Entscheidungsstichwort (Thema)

Benachteiligung von Ehegatten bei der Kapitalverkehrsteuer; Kapitalersetzendes Darlehen eines Gesellschafter-Ehegatten

 

Leitsatz (amtlich)

Verfassungswidrigkeit der Benachteiligung von Ehegatten bei der Kapitalverkehrsteuer (§ 3 Abs. 2 Satz 2 Kapitalverkehrsteuergesetz).

 

Normenkette

GG Art. 3 Abs. 1, Art. 6 Abs. 1; KVStG § 3 Abs. 2 S. 2, § 10 Abs. 1

 

Tatbestand

A.

I.

Nach § 3 Abs. 1 des Kapitalverkehrsteuergesetzes in der Fassung vom 24. Juli 1959 (BGBl I S. 530) – KVStG – unterliegt der Gesellschaftsteuer die Gewährung von Darlehen an eine inländische Kapitalgesellschaft durch einen Gesellschafter, wenn die Darlehnsgewährung eine durch die Sachlage gebotene Kapitalzuführung ersetzt. Darlehen, die der Ehegatte eines Gesellschafters gewährt, gelten nach § 3 Abs. 2 Satz 2 KVStG als Darlehen des Gesellschafters. Schuldner der Kapitalverkehrsteuer ist in jedem Fall die Kapitalgesellschaft (§ 10 Abs. 1 KVStG).

> [ZU ERLEDIGENDE AUFGABE]: Wie könnte der Urteilstext zur Kapitalverkehrsteuer oben nach seinem letzten Satz weitergehen? Führen Sie ihn von dort aus fort.

> [BEREITGESTELLTES MATERIAL]:
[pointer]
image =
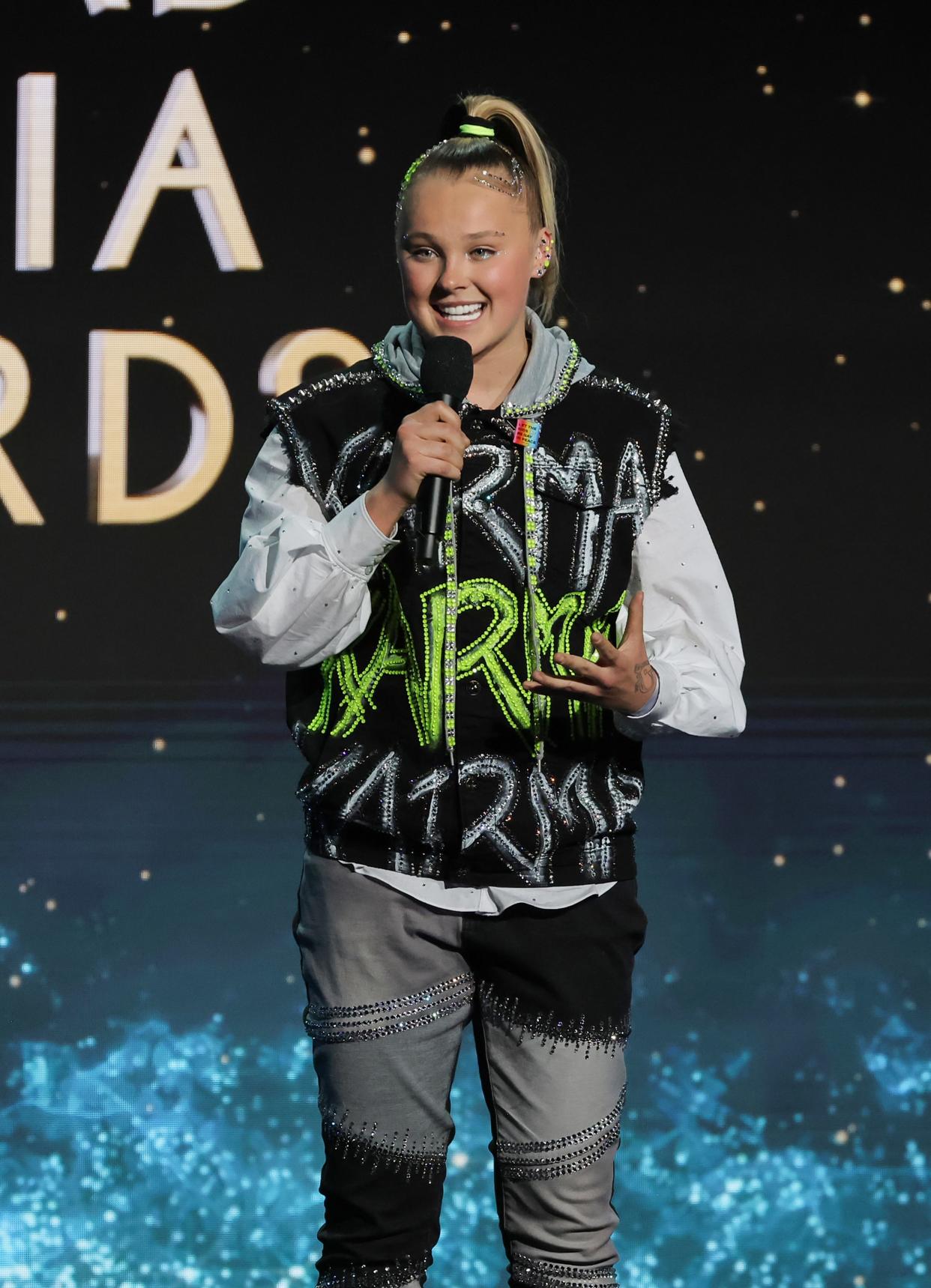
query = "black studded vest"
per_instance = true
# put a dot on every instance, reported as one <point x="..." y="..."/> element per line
<point x="425" y="754"/>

> [DIE ANTWORT]:
II.

Klägerin des Ausgangsverfahrens ist eine von Eheleuten im Jahre 1956 gegründete Gesellschaft mit beschränkter Haftung. An dem Stammkapital der Gesellschaft in Höhe von 20 000 DM waren zunächst der Ehemann mit 16 000 DM und die Ehefrau mit 4 000 DM beteiligt. Im Februar 1961 übertrug der Ehemann seinen Geschäftsanteil auf seine Ehefrau, die damit alleinige Gesellschafterin der Gesellschaft wurde. An demselben Tag vereinbarten die Ehegatten durch Ehevertrag die Gütertrennung.

Im Sommer 1961 gewährte der Ehemann der Gesellschaft ein Darlehen von rd. 32 000 DM, das für Anbauten an Wohn- und Büroräumen verwendet wurde. Eigenkapital stand der Gesellschaft hierfür nicht zur Verfügung.

Das FA sah in der Gewährung des Darlehens einen nach § 3 Abs. 1 in Verbindung mit Abs. 2 Satz 2 KVStG gesellschaftsteuerpflichtigen Vorgang und setzte hierfür einen Betrag von 487,50 DM als Gesellschaftsteuer fest.

Mit der gegen diesen Steuerbescheid erhobenen Sprungberufung macht die Gesellschaft geltend, die Vorschrift des § 3 Abs. 2 Satz 2 KVStG widerspreche dem Grundgesetz.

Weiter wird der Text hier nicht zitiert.